## Source records
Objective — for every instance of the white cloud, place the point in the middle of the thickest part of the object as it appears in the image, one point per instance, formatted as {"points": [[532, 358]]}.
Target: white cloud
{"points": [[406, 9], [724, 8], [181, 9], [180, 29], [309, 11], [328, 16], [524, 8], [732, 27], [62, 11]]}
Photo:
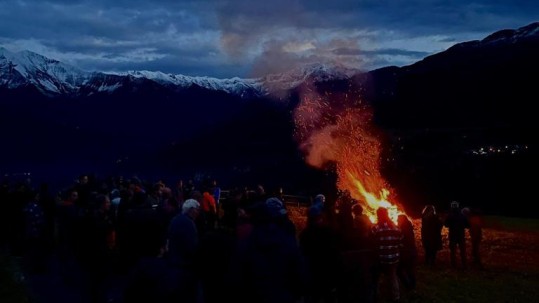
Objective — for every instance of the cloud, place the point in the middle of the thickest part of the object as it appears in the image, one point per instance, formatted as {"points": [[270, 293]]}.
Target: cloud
{"points": [[250, 37]]}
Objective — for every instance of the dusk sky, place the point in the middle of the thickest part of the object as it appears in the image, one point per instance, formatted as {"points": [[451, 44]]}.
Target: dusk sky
{"points": [[249, 38]]}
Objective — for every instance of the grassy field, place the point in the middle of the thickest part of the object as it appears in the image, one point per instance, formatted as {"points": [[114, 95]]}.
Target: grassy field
{"points": [[510, 253], [12, 289]]}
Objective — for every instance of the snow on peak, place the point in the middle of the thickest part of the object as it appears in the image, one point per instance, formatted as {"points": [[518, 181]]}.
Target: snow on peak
{"points": [[316, 72], [54, 77], [230, 85], [46, 74]]}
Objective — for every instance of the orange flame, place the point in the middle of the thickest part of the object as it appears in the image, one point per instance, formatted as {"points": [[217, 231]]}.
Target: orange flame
{"points": [[337, 128]]}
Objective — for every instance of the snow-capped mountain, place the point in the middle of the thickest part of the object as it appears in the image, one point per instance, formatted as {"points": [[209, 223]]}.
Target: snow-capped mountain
{"points": [[52, 77], [47, 75]]}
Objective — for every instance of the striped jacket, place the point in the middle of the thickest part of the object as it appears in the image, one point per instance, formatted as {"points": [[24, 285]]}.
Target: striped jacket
{"points": [[388, 242]]}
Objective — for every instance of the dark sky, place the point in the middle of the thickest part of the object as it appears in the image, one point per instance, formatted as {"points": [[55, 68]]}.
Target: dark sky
{"points": [[247, 38]]}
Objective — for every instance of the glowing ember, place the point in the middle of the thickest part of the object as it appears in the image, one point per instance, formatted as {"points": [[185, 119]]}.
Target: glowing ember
{"points": [[337, 128]]}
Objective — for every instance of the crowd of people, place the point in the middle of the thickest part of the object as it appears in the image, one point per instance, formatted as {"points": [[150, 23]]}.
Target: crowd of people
{"points": [[188, 243]]}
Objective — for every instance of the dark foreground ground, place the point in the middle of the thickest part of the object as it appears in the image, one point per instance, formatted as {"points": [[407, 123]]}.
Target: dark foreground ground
{"points": [[510, 254]]}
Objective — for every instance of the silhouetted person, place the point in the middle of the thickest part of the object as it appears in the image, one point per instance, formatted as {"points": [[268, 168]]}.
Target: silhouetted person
{"points": [[431, 234], [387, 243], [319, 245], [456, 222], [475, 230], [408, 260], [183, 242]]}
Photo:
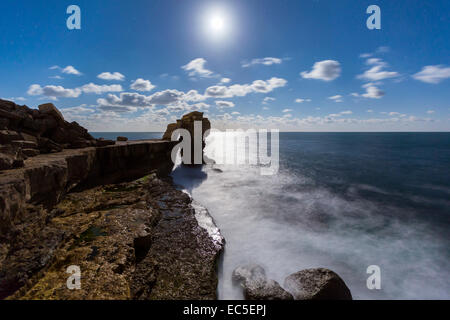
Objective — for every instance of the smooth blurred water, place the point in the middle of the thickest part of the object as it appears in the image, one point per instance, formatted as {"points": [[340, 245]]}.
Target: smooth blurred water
{"points": [[343, 201]]}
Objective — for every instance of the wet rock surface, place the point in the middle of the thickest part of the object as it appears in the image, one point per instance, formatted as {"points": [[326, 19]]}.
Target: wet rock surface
{"points": [[257, 286], [135, 240], [317, 284]]}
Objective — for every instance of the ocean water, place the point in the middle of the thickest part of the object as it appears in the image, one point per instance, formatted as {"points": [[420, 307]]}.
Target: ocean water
{"points": [[342, 201]]}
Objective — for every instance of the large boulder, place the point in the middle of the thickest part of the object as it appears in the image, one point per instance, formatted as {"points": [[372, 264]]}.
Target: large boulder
{"points": [[256, 285], [317, 284], [39, 131], [49, 108], [187, 122]]}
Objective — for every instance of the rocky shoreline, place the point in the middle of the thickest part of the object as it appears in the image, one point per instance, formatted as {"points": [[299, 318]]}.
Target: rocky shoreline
{"points": [[111, 209], [108, 207]]}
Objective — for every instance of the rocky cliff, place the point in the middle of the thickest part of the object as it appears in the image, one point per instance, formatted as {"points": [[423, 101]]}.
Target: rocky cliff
{"points": [[107, 208]]}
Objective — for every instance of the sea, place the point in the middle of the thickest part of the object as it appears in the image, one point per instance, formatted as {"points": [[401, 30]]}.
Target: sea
{"points": [[343, 201]]}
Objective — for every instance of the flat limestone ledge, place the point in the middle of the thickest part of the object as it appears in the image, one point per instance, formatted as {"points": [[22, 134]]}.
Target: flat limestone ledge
{"points": [[46, 178]]}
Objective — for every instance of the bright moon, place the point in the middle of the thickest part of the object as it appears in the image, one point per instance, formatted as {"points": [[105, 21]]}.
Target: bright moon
{"points": [[217, 24]]}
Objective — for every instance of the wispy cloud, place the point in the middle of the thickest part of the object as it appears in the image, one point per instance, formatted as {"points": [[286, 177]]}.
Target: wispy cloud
{"points": [[196, 68], [433, 74], [268, 61], [142, 85], [377, 72], [326, 70], [111, 76]]}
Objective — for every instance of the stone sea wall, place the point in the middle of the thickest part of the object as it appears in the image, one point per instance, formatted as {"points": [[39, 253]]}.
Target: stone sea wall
{"points": [[108, 208]]}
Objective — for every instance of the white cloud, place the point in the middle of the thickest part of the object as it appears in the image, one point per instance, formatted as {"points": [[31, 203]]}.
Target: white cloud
{"points": [[111, 76], [53, 91], [266, 100], [372, 92], [301, 100], [365, 55], [71, 70], [196, 67], [167, 97], [224, 104], [239, 90], [66, 70], [383, 49], [336, 98], [326, 70], [99, 89], [142, 85], [377, 72], [433, 74], [268, 61]]}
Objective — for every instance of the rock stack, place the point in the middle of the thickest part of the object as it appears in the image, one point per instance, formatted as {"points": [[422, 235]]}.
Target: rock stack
{"points": [[26, 132], [187, 122]]}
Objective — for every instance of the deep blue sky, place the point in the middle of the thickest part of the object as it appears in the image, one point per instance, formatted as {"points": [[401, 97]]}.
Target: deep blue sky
{"points": [[152, 40]]}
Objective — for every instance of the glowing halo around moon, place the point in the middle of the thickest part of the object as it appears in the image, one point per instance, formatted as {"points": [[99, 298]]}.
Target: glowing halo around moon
{"points": [[217, 24]]}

## Goal of the exercise
Starting at the line that contains "Objective — for every instance of the rock stack, place" and running through the end of the listing, copy every line, adding 82 to each coordinate in the answer points. Leave all other numbers, including those in the format samples, unchanged.

## Result of this task
Objective — for every instance of the rock stack, place the point in the middle of the thickest part of the object as it appears in the image, one point per instance, formatted as {"points": [[422, 235]]}.
Target: rock stack
{"points": [[108, 214], [269, 204]]}
Objective — for every instance of the deep blue sky, place the point in the middle of the thickest part of the object as it appears in the image, one point per instance, formatted as {"points": [[401, 97]]}.
Target: deep blue sky
{"points": [[234, 122]]}
Objective — for every instance of the glowing halo around moon, place the point in the middle of the thickest part of the object as it appears in the image, one point per instance, formatted as {"points": [[99, 298]]}.
Target: glowing halo around moon
{"points": [[299, 106]]}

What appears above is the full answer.